EXERCISE GOAL ->
Rewrite each of the following rows with "benchmark" changed to "evaluation" everywhere it occurs, leaving everything else as it stands.

DATA IN THIS EXERCISE ->

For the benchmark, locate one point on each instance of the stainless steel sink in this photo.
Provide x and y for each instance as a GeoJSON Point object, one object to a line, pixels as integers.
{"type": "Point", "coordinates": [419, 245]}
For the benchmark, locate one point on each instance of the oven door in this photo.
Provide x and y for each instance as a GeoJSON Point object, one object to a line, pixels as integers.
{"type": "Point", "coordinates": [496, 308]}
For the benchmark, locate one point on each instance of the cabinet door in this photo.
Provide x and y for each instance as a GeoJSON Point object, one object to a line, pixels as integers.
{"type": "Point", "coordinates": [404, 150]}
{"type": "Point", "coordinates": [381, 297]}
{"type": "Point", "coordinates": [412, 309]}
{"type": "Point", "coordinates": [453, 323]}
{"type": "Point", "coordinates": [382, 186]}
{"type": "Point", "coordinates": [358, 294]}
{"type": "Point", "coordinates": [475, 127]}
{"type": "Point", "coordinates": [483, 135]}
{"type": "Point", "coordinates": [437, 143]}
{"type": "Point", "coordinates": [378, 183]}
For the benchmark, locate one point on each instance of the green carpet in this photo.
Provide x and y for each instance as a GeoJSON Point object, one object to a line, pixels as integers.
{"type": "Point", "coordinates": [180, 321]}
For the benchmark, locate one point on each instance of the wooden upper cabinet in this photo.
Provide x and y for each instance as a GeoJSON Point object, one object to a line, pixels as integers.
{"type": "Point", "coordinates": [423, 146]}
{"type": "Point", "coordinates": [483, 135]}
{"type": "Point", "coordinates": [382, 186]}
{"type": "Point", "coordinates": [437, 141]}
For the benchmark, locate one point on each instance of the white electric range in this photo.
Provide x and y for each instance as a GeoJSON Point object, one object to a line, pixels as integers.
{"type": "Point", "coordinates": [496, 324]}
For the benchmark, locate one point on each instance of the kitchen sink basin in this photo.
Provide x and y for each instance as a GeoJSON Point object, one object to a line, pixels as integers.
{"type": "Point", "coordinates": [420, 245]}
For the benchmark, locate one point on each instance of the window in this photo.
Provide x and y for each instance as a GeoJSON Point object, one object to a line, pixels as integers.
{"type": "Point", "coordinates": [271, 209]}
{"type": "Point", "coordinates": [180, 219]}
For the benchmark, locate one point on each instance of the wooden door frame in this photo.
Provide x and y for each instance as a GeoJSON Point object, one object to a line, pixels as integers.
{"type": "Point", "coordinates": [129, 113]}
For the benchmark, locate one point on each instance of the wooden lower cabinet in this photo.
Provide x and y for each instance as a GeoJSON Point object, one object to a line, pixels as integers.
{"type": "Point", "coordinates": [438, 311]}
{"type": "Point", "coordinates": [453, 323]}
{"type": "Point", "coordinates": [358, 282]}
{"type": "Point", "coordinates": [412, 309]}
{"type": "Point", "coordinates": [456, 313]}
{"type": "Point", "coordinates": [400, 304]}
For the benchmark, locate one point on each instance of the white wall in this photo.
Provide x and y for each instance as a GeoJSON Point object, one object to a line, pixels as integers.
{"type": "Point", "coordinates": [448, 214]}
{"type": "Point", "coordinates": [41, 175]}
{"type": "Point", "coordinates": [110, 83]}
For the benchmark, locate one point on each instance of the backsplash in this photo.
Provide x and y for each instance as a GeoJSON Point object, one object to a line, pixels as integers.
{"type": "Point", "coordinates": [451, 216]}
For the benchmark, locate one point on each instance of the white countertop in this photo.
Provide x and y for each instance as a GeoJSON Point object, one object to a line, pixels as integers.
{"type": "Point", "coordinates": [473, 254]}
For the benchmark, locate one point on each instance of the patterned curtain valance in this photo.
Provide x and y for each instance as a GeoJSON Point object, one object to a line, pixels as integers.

SOLUTION FOR THIS PROBLEM ->
For the evaluation, locate one point on each instance of the stainless steel sink in this photo.
Provide x and y for each instance as a GeoJSON Point object, one object to a line, pixels as integers.
{"type": "Point", "coordinates": [419, 245]}
For the evaluation, locate one point on each instance of the oven door in this photo.
Provide x and y for each instance as a GeoJSON Point object, one object to a line, pixels as integers.
{"type": "Point", "coordinates": [496, 308]}
For the evaluation, locate one point on each instance of the cabinet door in this photo.
Provide x and y for each instance as a GeoJSON Point object, one object to a line, pixels as integers.
{"type": "Point", "coordinates": [404, 150]}
{"type": "Point", "coordinates": [381, 297]}
{"type": "Point", "coordinates": [412, 309]}
{"type": "Point", "coordinates": [453, 323]}
{"type": "Point", "coordinates": [382, 186]}
{"type": "Point", "coordinates": [358, 294]}
{"type": "Point", "coordinates": [475, 127]}
{"type": "Point", "coordinates": [483, 135]}
{"type": "Point", "coordinates": [437, 143]}
{"type": "Point", "coordinates": [378, 183]}
For the evaluation, locate one point on each instance of the green carpet in this photo.
Provide x and y for each instance as a GeoJSON Point object, one object to a line, pixels as integers.
{"type": "Point", "coordinates": [180, 321]}
For the evaluation, locate one point on each instance of the wooden upper cabinet in this photo.
Provide x and y for each instance as a GeoJSON Point object, one object to a line, pixels as integers.
{"type": "Point", "coordinates": [423, 146]}
{"type": "Point", "coordinates": [483, 135]}
{"type": "Point", "coordinates": [382, 186]}
{"type": "Point", "coordinates": [437, 141]}
For the evaluation, locate one point on each instance of the white electric range in this photo.
Provide x and y for each instance as a GeoJSON Point object, one object to a line, pixels as integers.
{"type": "Point", "coordinates": [496, 324]}
For the evaluation, locate one point on each instance of the kitchen sink basin in this photo.
Provide x and y for each instance as a GeoJSON Point object, one object to a line, pixels as integers.
{"type": "Point", "coordinates": [420, 245]}
For the evaluation, locate one point on each instance of the window in this photo.
Provide x and y for each instance as a GeoJSON Point object, one object to a line, pixels as integers.
{"type": "Point", "coordinates": [271, 209]}
{"type": "Point", "coordinates": [180, 219]}
For the evaluation, locate one point on each instance of the wooden door frame in this photo.
Provide x and y for each instance as a GeoJSON Point object, one object to a line, pixels as integers.
{"type": "Point", "coordinates": [129, 113]}
For the evaluation, locate one point on each instance of the wooden lower cabinet in this photo.
Provide x and y for each instance as a GeoJSON Point object, one object to a line, pixels as integers.
{"type": "Point", "coordinates": [438, 311]}
{"type": "Point", "coordinates": [453, 323]}
{"type": "Point", "coordinates": [358, 282]}
{"type": "Point", "coordinates": [412, 309]}
{"type": "Point", "coordinates": [456, 313]}
{"type": "Point", "coordinates": [400, 304]}
For the evaluation, locate one point on each instance of the white wall in this photo.
Provide x and y for each instance as a GeoJSON Point object, one object to a line, pixels as integers.
{"type": "Point", "coordinates": [448, 214]}
{"type": "Point", "coordinates": [41, 175]}
{"type": "Point", "coordinates": [110, 83]}
For the evaluation, locate one point on each instance of the backsplash in this photo.
Provide x and y for each instance as a GeoJSON Point object, one object to a line, pixels as integers.
{"type": "Point", "coordinates": [451, 216]}
For the evaluation, locate one point on each instance of the white countertop in this photo.
Provide x and y for each instance as a GeoJSON Point object, one object to a line, pixels as integers.
{"type": "Point", "coordinates": [473, 254]}
For the evaluation, locate one point on each instance of the patterned curtain valance in this photo.
Provide x and y for each instance as a GeoJSON Point object, one object to a line, pixels as integers.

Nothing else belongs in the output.